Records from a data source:

******

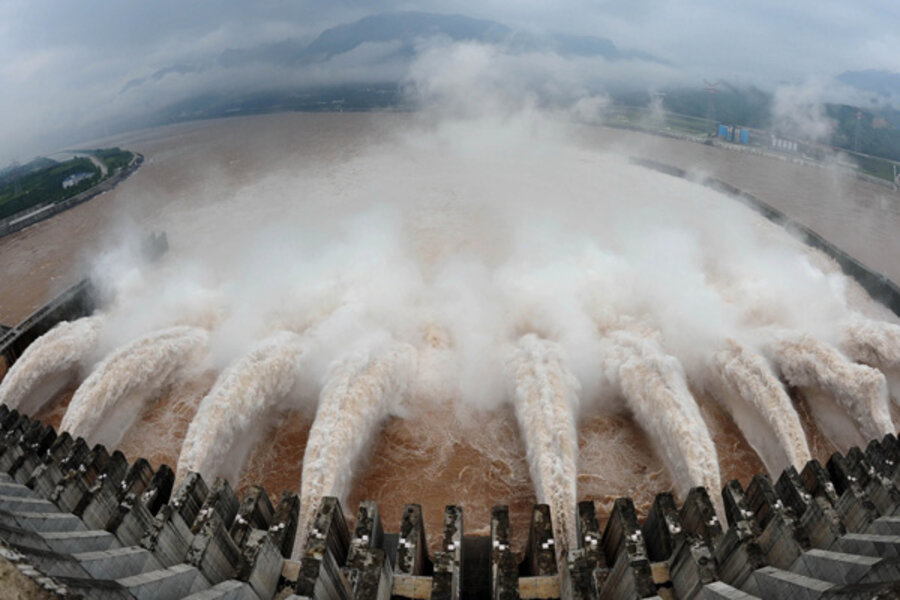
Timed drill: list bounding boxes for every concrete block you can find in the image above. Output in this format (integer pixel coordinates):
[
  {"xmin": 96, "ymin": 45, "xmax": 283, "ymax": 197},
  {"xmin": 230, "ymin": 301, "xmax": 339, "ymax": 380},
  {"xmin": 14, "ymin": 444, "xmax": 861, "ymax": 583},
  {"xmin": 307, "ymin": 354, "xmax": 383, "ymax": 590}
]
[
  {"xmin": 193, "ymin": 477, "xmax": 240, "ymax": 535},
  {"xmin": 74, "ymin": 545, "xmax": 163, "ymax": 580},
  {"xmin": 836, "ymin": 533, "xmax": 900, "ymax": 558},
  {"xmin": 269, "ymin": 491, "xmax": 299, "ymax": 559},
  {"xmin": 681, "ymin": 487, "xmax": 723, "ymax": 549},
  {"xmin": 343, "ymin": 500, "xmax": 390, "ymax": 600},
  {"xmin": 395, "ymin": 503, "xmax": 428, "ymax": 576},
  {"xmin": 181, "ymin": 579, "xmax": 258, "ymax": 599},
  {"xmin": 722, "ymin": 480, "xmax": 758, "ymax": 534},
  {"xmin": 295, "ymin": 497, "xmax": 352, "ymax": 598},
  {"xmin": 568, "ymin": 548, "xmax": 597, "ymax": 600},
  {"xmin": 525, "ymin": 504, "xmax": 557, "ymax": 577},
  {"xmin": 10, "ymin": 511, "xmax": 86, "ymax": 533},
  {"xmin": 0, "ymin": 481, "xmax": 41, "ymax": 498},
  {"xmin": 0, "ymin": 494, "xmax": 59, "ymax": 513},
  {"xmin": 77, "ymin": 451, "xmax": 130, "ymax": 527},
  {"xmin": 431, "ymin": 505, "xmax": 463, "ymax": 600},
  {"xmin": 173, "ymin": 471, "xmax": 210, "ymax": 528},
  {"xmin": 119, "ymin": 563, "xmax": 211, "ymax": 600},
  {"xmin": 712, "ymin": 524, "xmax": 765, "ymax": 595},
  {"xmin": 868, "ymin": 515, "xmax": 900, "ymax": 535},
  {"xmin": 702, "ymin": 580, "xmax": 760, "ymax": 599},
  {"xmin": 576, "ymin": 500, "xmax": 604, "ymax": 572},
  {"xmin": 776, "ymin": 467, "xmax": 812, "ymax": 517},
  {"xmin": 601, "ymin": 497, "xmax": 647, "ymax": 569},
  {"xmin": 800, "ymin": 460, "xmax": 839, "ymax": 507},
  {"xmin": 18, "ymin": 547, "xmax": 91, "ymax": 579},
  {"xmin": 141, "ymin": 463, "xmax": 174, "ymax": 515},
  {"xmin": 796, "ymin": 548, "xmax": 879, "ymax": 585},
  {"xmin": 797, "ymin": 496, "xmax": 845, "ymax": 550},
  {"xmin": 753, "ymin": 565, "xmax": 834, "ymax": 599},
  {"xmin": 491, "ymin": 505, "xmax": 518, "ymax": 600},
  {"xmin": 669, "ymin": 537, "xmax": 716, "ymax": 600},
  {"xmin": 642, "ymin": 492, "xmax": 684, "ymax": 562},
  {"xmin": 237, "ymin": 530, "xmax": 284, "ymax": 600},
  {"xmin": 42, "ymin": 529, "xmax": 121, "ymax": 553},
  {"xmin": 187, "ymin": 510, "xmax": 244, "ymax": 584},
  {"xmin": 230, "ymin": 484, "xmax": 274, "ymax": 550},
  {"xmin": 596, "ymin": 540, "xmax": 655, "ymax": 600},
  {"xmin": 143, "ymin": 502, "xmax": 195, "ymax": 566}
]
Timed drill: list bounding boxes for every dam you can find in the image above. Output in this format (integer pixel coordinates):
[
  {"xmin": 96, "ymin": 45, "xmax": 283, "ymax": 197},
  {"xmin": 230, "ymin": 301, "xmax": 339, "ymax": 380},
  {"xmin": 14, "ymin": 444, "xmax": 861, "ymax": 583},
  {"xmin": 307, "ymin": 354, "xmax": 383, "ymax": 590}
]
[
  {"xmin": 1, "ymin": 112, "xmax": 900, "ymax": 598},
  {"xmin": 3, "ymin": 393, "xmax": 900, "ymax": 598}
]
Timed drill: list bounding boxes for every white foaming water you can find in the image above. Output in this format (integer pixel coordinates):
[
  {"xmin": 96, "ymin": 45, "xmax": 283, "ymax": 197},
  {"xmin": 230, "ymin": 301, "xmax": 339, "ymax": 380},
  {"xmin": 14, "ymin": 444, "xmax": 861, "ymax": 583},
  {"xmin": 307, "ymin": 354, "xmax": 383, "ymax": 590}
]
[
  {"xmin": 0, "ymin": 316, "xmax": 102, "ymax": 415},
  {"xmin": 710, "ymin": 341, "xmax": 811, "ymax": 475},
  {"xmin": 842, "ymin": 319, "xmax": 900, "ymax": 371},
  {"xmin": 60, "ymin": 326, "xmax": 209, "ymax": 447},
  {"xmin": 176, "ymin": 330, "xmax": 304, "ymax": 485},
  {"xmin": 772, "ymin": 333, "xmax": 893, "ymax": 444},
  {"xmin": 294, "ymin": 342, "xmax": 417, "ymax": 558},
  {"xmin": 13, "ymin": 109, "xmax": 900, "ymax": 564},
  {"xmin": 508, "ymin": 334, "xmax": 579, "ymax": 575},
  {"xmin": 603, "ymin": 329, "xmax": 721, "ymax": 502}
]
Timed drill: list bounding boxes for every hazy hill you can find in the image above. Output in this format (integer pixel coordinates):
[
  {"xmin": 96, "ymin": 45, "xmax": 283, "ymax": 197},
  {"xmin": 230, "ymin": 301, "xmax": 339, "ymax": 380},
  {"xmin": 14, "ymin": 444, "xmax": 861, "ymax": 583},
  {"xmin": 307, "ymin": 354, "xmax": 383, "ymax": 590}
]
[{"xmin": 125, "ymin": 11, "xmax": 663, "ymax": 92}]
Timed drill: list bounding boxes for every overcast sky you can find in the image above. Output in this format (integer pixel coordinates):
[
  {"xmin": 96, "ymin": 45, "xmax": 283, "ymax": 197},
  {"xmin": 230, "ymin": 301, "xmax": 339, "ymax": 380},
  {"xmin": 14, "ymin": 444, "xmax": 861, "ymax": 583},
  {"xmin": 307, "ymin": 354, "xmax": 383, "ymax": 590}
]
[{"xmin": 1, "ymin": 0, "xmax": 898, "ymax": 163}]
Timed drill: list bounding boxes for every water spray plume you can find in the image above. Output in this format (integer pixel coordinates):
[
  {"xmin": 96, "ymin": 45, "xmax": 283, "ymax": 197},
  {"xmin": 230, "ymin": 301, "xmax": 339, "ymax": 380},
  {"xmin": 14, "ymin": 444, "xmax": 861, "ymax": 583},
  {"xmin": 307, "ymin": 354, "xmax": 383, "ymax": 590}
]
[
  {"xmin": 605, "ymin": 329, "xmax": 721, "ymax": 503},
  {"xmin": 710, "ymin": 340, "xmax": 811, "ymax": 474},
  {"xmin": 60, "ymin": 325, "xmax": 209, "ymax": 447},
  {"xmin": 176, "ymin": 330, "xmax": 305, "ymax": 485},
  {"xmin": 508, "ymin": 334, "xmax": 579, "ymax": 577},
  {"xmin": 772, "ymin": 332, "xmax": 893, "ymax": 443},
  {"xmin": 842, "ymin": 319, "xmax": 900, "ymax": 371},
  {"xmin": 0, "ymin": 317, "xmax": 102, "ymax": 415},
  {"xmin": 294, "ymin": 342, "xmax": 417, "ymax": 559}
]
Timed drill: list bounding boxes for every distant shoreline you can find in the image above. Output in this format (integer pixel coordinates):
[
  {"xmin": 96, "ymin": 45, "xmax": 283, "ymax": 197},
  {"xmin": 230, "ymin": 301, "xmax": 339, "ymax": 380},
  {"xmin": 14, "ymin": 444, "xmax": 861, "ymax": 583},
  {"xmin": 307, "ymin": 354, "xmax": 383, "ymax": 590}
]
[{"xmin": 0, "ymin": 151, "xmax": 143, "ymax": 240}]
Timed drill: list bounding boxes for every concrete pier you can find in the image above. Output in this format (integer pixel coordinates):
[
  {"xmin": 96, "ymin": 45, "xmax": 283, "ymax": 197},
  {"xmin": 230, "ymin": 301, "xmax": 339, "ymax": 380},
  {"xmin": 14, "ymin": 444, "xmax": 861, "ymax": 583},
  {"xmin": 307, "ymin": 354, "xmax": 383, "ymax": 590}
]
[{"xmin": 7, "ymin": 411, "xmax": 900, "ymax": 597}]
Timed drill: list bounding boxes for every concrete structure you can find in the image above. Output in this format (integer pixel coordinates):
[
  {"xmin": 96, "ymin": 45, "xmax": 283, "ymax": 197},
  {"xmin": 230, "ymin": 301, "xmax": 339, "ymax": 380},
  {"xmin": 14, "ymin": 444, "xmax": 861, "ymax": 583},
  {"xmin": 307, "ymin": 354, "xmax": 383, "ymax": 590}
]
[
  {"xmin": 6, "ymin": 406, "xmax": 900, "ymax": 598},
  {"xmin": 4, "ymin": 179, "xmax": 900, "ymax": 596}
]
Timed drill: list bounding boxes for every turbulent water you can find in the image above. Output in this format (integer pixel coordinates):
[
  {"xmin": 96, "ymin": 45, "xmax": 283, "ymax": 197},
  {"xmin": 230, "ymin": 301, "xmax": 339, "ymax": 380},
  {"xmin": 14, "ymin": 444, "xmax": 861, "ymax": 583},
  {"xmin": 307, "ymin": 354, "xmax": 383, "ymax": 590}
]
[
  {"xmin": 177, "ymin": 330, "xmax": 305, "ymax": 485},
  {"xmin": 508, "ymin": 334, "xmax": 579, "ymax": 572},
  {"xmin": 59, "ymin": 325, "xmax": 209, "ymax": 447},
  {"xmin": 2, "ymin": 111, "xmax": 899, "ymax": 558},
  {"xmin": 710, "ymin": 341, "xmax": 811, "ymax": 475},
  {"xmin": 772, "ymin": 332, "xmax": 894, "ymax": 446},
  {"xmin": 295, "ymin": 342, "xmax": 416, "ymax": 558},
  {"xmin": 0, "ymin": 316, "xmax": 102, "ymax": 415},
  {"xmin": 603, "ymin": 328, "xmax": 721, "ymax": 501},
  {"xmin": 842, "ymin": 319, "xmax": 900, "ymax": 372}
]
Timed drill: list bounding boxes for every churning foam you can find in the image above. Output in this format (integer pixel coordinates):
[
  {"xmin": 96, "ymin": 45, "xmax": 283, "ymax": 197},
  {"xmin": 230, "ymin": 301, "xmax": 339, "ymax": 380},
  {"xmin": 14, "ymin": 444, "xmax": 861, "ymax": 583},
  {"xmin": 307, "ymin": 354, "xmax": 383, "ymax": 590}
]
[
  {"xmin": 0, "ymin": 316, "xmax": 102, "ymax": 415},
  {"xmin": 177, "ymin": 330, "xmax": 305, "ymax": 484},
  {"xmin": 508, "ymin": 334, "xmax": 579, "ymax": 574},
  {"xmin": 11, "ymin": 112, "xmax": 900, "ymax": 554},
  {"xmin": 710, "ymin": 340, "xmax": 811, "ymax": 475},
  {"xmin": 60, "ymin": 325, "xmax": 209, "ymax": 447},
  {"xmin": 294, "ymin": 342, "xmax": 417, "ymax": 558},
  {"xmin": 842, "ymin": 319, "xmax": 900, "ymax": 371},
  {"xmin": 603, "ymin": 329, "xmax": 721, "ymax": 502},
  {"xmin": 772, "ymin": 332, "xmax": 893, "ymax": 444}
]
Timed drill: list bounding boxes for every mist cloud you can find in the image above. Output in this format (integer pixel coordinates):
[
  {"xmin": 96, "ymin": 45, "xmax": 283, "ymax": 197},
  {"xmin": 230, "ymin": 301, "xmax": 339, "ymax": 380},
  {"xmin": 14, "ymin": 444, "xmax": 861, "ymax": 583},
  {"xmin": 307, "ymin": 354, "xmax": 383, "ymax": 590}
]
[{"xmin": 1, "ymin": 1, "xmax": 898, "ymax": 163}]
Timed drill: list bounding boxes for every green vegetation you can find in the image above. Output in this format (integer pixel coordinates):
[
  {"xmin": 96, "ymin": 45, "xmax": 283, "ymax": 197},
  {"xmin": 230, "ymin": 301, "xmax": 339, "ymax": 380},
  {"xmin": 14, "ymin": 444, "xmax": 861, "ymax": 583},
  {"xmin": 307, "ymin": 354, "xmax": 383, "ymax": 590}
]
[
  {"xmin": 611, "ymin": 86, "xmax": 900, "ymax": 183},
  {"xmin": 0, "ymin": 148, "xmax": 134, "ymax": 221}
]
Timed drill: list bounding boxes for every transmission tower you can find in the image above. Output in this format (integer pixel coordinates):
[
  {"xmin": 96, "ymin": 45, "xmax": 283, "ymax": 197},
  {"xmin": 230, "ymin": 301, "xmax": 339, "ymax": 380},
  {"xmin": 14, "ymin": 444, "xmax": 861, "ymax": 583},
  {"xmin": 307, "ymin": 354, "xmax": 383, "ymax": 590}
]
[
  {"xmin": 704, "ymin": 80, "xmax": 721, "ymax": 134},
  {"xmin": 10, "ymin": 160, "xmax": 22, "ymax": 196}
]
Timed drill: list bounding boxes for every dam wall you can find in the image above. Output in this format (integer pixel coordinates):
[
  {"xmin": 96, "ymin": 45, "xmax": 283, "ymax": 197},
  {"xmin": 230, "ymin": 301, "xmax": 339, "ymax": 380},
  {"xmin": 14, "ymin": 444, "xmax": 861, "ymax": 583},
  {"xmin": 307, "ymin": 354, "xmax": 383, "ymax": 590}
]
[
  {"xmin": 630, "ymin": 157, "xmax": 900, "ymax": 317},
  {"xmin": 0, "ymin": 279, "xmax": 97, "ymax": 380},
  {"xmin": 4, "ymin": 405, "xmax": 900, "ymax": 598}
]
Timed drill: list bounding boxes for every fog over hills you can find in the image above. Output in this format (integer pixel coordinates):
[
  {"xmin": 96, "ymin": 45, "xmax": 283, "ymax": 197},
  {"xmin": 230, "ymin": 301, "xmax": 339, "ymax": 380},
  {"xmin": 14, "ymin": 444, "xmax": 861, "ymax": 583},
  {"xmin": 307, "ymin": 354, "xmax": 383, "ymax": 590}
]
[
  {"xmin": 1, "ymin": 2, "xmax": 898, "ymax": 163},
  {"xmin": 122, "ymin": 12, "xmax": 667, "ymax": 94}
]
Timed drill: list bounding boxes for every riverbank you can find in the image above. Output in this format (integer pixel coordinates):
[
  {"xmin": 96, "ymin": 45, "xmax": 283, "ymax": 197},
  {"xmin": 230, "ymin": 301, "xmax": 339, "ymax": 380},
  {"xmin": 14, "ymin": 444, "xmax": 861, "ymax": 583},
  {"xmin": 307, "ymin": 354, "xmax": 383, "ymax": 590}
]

******

What you will do
Look through the data above. Copy every line with the string "concrete" in it.

Exercise output
Timed drill: list bounding boxes for every concrete block you can find in the image above. Output in this format (integer pixel coordinates):
Timed drill: list bounding boxes for every concrete pier you can find in the image above. Output in this format (integer pixel coordinates):
Timed drill: list bounding boxes for every concrete structure you can find in the image above. Output in this format (integer pixel coordinates):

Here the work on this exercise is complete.